#### Using the information:
A. In the inStrain discussion thread, what coverage does genes_coverage.csv report for the gene under consideration?
B. Continue the inStrain discussion thread from its last comment onward.

#### Extract to read:
+--
MrOlm / inStrain

Bioinformatics program inStrain
MIT License
149 stars 33 forks source link

Discrepancy in gene ID mapping on same positions in different samples #195

Open Sidduppal opened 1 month ago

Sidduppal commented 1 month ago

Hi,

First of all, thank you for developing this amazing tool!

I have encountered a discrepancy in the inStrain profile results regarding gene mapping at the same positions between different samples. Specifically:

Additionally, in sample SLG529, the same gene (SLG1007_DASTool_bins_61.fa_k141_12596_2) is mapped at positions immediately before and after position 331 (positions 301 and 332), but not at position 331.

I ran inStrain profile using the same representative MAGs but with reads from different samples.

This is just one example, but these discrepancies were seen at many other sites as well. I'm unsure whether I'm missing something in my analysis or if this is a potential bug. Any clarification would be greatly appreciated.

I've attached the relevant dataset for your reference.

Thank you!

SLG529.txt SLG1132.txt

MrOlm commented 1 week ago

Hello

Thanks for your question and for using inStrain! The discrepancy you’re seeing is likely due to differences in coverage or read alignment at position 331 between the samples. Low coverage in SLG529 might prevent the gene from being mapped at that position, even if it's mapped nearby.

Here’s what you can try:

1) Check the coverage at position 331 in SLG529 using the .cov file. 2) Confirm that the same -g and -s files were used for both samples. 3) Inspect the alignments at position 331 in a genome viewer (e.g., IGV).

If the issue persists, feel free to share more details!

Best, Matt

Sidduppal commented 1 week ago

Hey @MrOlm, thanks a lot for taking a look.

Unless I'm missing something the .cov file seems to give the coverage per gene and not for each position within a gene. I'm looking at genes_coverage.csv inside raw_datasubdirectory generated from the profile results. For the gene under consideration the coverage is 16.4.

Furthermore, it appears that the position_coverage at position 331 is equivalent if not higher to surrounding positions where the gene has been mapped correctly.

The same -g and -s files were used for both samples as well.
+--
#### Recorded data:
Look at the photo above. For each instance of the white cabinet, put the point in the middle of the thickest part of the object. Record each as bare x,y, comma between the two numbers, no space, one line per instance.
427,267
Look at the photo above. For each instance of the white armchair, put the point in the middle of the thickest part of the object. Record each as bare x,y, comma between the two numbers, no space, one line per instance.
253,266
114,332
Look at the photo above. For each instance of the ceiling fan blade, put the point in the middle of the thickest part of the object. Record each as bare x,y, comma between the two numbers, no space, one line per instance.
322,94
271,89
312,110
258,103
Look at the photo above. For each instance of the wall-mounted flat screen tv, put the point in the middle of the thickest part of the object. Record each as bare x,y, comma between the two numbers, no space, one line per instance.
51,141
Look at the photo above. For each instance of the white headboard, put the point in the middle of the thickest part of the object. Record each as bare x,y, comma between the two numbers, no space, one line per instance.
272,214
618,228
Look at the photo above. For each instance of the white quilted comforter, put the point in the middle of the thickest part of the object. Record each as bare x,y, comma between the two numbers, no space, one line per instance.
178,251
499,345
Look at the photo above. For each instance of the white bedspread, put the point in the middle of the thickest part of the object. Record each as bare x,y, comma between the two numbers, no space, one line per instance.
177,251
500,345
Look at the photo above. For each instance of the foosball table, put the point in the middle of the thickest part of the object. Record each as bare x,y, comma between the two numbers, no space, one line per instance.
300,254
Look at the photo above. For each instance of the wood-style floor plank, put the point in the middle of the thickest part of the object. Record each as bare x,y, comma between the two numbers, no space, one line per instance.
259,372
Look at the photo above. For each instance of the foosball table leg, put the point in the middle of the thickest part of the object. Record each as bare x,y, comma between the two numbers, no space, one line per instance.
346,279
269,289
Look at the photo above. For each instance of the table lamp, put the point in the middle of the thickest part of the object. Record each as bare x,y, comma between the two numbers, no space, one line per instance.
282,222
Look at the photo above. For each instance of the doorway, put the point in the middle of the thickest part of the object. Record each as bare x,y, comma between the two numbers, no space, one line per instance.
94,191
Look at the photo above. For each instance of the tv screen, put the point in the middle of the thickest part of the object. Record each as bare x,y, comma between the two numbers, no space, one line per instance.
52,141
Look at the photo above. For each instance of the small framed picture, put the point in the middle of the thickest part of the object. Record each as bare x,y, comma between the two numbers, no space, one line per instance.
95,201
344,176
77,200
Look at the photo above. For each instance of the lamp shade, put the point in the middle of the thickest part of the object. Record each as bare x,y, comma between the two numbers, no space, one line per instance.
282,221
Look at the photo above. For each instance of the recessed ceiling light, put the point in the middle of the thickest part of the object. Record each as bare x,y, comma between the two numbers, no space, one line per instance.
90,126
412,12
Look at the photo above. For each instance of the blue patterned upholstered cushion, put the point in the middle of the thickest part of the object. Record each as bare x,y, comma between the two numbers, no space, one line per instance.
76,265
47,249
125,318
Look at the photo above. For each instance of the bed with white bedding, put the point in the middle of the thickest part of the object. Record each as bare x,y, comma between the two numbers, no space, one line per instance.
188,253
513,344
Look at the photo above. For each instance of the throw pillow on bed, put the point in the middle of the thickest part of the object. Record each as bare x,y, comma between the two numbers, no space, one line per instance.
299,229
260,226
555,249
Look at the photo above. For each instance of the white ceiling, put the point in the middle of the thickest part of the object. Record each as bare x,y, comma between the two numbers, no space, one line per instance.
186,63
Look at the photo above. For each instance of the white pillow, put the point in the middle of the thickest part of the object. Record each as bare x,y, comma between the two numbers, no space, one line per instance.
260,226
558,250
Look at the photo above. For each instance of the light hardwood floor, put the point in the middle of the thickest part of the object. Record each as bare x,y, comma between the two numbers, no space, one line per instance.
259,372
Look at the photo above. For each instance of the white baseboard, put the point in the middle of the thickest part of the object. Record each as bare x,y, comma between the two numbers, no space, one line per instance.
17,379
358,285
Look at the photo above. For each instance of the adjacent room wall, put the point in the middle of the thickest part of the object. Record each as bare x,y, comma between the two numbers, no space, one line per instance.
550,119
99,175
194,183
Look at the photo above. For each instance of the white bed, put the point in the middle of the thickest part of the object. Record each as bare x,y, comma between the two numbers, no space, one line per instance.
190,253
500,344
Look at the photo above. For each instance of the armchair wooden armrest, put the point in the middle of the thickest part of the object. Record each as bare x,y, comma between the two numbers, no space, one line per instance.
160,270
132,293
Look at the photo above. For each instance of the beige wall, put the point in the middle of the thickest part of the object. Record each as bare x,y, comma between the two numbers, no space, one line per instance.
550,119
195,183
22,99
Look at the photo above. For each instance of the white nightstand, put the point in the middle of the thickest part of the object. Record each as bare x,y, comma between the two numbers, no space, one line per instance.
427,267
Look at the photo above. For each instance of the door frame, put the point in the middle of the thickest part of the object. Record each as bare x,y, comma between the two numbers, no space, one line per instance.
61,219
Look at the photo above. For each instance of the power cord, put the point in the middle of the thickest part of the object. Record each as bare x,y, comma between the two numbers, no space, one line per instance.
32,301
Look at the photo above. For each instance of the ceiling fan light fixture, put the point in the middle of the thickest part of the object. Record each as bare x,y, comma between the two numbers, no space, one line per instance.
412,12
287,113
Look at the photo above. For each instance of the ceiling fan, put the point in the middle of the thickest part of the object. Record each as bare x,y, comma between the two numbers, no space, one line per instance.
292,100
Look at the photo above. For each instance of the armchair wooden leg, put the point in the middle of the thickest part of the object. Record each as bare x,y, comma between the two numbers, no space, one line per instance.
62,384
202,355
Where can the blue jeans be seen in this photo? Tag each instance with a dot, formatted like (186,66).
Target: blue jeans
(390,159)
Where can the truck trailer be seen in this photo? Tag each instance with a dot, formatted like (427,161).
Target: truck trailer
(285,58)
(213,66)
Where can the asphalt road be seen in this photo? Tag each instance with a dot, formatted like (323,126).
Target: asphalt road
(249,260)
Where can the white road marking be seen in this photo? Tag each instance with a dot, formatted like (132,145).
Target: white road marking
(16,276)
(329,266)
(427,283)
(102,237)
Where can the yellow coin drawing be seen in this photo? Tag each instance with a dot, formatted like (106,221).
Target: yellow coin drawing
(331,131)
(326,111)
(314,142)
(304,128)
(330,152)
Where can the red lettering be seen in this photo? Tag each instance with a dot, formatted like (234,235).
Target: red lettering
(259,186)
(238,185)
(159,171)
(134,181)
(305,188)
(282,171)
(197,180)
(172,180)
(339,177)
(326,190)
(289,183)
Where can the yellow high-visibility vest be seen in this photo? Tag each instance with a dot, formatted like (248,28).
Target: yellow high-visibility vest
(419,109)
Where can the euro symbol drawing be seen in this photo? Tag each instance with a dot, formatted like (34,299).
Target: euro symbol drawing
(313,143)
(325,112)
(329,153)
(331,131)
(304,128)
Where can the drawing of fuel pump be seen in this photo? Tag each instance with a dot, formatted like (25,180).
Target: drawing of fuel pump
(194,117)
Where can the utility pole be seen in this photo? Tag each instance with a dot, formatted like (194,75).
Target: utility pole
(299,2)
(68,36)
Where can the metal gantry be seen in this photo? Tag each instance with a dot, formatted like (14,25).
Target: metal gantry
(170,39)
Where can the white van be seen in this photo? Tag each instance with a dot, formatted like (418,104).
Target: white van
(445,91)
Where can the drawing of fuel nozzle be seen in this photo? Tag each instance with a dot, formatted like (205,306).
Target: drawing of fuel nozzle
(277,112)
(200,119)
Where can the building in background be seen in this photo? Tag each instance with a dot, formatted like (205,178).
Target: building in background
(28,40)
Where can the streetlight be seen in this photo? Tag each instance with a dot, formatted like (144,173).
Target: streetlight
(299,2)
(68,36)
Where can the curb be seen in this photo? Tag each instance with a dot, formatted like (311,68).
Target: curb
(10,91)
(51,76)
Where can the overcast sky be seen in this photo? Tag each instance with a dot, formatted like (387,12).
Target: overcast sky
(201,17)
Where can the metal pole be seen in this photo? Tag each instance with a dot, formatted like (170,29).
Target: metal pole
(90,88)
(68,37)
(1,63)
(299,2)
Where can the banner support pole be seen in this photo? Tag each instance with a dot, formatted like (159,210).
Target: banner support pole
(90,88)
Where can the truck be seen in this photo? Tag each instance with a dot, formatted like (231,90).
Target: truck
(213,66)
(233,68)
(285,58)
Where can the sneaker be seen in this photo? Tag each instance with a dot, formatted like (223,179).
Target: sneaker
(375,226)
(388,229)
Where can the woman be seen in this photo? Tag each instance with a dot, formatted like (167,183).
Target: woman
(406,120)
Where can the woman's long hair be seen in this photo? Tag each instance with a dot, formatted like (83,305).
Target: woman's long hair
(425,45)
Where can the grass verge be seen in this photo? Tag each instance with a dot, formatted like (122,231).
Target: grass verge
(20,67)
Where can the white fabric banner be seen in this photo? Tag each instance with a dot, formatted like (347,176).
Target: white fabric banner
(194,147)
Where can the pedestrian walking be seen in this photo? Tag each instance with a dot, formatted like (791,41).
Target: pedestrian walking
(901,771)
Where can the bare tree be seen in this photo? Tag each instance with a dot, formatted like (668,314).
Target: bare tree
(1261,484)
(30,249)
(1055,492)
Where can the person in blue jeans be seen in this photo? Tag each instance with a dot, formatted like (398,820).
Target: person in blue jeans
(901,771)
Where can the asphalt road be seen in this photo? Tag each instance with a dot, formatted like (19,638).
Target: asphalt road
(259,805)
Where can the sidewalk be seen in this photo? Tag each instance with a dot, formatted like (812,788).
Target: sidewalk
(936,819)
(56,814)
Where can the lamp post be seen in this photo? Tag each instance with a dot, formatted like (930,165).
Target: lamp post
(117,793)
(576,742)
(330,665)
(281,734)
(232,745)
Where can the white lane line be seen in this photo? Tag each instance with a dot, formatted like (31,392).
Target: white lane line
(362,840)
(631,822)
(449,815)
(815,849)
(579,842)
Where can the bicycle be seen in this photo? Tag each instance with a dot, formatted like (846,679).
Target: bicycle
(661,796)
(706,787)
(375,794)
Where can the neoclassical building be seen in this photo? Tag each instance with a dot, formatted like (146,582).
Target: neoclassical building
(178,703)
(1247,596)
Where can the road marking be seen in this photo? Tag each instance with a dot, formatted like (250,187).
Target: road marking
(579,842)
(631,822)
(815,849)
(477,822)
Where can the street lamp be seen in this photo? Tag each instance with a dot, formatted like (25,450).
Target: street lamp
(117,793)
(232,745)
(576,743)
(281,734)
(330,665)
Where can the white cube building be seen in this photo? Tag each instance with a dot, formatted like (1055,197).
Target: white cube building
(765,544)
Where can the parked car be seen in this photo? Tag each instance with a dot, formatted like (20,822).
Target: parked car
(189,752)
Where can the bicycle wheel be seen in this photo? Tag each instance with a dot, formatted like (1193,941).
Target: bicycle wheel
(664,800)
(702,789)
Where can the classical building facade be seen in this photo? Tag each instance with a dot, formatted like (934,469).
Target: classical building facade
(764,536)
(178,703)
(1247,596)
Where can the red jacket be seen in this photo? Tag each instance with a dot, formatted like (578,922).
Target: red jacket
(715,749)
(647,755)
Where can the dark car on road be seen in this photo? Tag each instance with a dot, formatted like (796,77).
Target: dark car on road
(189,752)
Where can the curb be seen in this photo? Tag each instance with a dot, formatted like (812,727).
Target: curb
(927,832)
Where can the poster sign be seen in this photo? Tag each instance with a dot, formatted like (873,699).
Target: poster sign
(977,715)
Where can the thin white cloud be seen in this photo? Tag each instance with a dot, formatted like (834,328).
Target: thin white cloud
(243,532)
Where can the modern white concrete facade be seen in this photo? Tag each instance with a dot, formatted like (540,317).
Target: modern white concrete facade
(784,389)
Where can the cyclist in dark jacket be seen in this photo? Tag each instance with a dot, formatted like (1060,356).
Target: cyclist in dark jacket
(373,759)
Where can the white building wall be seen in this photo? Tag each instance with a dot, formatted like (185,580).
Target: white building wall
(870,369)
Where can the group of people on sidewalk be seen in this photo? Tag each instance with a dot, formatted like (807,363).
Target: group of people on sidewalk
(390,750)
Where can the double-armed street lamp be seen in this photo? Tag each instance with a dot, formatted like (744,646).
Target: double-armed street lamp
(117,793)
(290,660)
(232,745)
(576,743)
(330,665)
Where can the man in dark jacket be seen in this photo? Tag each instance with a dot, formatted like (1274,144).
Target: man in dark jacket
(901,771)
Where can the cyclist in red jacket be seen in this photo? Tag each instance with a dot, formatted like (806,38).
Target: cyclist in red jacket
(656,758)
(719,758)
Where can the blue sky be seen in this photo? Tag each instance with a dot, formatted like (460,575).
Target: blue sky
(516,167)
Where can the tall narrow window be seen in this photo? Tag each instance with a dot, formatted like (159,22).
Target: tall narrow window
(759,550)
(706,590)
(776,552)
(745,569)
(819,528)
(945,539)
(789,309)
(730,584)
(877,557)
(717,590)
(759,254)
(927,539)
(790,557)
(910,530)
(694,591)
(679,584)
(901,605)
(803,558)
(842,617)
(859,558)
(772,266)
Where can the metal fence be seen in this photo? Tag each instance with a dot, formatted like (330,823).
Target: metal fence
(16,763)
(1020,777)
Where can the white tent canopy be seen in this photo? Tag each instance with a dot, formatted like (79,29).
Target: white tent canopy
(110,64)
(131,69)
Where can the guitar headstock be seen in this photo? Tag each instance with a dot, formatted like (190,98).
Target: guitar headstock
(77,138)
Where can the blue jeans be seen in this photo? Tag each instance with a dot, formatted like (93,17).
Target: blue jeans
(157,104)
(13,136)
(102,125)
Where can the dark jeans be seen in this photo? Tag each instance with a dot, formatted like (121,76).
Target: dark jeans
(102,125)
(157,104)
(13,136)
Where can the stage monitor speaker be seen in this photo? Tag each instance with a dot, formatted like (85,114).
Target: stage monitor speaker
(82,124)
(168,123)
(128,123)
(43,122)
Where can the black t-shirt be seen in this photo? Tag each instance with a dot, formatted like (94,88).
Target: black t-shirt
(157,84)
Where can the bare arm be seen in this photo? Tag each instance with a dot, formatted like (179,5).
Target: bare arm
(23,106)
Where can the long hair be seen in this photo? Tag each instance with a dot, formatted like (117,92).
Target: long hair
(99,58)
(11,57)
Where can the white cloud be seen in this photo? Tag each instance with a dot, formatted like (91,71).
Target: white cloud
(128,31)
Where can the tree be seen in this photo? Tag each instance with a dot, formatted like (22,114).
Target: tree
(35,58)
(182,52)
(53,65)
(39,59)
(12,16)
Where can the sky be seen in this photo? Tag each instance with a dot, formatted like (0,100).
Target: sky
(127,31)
+--
#### Outputs for the tasks:
A. 16.4

B.
I also want to reiterate that this uneven mapping of genes was present at many other positions. I shared a subset of data but happy to share the full profile results over email, if you think that'll be helpful.

Cheers!

MrOlm commented 1 week ago

Ah- I see the problem now. In the case of SLG529, the variant at position 331 has 3 alleles detected (allele_count > 2). In this case inStrain does not attempt to classify the mutation (S, N, etc.) because it doesn't know what allele to use, resulting in it not attempting to link the gene.

This isn't great behavior and I'll try and fix in the next update, but this is what's going on.

Best, Matt

Sidduppal commented 1 week ago

Hey @MrOlm, I had a similar intuition however, after inspecting the data a bit more I found sites with a gene mapped and allele count more than 2. For example, positions 144 and 650 in the SLG1132.txt file attach above has allele count of 3 but also has genes mapped. Also, these positions seem be identify mutation_type as well, M and S respectively.

P.S. Issue was closed by mistake. I have re-oped it.

MrOlm commented 1 week ago

Mutation_type = M means that there are multiple genes at that position (https://instrain.readthedocs.io/en/latest/example_output.html)

In that sample, 650 has a gene mapped and 144 is M?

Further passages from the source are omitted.